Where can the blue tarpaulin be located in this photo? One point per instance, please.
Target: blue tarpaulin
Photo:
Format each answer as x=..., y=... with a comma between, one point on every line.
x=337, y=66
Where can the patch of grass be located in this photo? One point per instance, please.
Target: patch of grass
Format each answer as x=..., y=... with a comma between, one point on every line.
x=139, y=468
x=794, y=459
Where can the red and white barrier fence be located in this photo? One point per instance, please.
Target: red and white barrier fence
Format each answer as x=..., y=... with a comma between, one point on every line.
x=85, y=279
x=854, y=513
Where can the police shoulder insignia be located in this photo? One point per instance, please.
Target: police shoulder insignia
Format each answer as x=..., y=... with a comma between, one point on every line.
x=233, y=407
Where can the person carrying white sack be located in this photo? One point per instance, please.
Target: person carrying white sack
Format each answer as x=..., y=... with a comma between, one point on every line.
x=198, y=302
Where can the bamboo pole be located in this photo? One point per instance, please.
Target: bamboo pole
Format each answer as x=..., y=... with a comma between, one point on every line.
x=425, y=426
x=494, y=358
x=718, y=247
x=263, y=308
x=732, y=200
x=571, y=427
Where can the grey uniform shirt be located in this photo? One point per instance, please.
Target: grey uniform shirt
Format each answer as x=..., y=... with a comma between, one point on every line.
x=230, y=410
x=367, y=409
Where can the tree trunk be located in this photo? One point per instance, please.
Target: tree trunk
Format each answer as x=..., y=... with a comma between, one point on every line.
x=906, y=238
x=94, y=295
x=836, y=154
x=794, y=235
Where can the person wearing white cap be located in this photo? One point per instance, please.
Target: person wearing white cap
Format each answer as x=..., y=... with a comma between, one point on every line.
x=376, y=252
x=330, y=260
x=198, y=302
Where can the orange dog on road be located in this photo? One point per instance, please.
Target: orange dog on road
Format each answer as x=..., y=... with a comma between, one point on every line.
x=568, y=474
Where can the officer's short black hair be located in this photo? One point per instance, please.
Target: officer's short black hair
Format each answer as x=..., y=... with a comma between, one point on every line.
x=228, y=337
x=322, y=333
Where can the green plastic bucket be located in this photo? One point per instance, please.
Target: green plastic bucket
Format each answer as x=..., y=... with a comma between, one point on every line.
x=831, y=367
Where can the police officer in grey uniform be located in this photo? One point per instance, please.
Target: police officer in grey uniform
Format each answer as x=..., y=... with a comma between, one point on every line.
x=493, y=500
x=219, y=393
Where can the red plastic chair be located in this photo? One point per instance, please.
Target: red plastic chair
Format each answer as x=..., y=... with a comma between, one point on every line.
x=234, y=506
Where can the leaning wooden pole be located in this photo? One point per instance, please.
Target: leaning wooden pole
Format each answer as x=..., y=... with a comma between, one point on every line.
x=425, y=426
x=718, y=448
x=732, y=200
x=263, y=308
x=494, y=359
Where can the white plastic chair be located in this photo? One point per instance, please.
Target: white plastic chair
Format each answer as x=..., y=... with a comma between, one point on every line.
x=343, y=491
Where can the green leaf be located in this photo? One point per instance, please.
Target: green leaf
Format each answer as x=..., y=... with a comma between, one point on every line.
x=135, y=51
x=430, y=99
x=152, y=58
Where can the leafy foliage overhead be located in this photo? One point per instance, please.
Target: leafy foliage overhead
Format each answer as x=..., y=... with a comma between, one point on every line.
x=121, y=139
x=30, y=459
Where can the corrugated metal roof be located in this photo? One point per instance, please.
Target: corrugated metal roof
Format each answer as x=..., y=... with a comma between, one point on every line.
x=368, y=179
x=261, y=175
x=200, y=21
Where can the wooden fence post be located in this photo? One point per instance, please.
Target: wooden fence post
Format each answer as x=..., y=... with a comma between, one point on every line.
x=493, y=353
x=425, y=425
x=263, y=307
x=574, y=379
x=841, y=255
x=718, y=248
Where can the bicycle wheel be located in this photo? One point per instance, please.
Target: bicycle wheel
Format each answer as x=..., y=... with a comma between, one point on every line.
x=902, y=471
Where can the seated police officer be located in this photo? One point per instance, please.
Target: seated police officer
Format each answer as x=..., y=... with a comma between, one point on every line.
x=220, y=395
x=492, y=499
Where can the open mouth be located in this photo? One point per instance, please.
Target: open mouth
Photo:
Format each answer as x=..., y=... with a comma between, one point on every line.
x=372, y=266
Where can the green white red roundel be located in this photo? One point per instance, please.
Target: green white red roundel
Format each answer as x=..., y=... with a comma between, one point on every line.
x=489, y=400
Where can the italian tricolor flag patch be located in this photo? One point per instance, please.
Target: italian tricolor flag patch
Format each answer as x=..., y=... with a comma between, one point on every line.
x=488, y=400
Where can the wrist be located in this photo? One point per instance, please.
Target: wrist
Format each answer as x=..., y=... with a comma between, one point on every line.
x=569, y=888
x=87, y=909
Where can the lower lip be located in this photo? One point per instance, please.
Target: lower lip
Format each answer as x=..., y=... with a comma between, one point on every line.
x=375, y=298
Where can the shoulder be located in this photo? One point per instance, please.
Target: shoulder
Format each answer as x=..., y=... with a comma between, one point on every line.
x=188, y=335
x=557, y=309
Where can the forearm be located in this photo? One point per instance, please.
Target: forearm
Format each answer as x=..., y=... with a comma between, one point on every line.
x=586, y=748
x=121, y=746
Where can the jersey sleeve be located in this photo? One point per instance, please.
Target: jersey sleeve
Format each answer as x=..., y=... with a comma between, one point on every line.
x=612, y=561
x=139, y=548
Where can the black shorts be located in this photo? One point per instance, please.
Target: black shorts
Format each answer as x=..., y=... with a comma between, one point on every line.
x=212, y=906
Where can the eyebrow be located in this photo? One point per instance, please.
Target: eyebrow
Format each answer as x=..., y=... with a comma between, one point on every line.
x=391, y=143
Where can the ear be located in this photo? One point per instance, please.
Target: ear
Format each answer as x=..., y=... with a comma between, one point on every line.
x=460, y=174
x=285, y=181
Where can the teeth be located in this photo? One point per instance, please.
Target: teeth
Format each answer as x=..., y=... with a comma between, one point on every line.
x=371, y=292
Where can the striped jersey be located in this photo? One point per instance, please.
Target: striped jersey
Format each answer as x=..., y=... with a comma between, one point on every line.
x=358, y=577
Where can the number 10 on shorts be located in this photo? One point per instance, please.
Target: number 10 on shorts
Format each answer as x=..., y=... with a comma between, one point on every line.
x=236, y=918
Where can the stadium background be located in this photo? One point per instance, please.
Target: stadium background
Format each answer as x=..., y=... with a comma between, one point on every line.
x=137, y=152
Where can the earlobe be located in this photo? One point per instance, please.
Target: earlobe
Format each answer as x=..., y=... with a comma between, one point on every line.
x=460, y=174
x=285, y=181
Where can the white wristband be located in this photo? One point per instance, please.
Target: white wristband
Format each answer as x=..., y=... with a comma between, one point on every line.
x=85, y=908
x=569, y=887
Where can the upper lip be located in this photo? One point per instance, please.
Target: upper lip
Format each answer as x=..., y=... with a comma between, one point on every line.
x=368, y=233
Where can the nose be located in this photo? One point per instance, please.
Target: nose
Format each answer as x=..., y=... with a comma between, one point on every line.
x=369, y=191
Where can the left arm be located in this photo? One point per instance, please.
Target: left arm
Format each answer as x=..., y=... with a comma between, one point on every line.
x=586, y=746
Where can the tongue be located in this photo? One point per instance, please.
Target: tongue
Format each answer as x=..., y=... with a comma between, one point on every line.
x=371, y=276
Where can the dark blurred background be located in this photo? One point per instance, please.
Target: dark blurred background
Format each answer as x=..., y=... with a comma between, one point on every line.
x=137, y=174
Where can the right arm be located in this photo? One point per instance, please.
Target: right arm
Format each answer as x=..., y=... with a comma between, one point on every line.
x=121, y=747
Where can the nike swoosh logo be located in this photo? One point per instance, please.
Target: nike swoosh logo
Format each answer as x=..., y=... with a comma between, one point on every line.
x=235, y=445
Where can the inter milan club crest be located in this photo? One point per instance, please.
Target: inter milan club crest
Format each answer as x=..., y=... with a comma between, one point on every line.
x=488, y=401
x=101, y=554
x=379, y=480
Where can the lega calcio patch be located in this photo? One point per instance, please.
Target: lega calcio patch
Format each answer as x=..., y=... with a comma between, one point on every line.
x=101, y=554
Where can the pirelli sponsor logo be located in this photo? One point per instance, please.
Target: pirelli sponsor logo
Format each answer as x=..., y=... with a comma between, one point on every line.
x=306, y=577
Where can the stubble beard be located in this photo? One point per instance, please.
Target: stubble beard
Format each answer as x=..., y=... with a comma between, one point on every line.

STATED TASK → Rewrite the part of the items that opens with the line containing "Where can the nike" and runs through the end of the items, replacing "sponsor" with "brand" and leaving everything else unchanged.

EXERCISE OUTPUT →
Where can the nike swoosh logo be located in this photo? One point per instance, please.
Target: nike swoosh logo
Format each answer as x=..., y=... with a comma between, one point on every line.
x=235, y=445
Where can the inter milan club crest be located in this photo? One point per instance, please.
Target: inter milan club crest
Format each answer as x=..., y=... with a comma between, one point on every line.
x=488, y=401
x=101, y=554
x=379, y=480
Where can the lega calcio patch be located in this photo? One point per instance, please.
Target: lega calcio patch
Format each answer as x=..., y=... with a comma between, one point on every line.
x=101, y=554
Where can the pirelli brand logo be located in this photo? One point per instance, please.
Target: pirelli brand logo
Format each answer as x=..., y=... with a comma between, one point on every line.
x=306, y=577
Where can the stubble beard be located in this photo? One point per instance, please.
Target: stubble beard
Format each answer as x=..., y=... with a comma between, one point on every line.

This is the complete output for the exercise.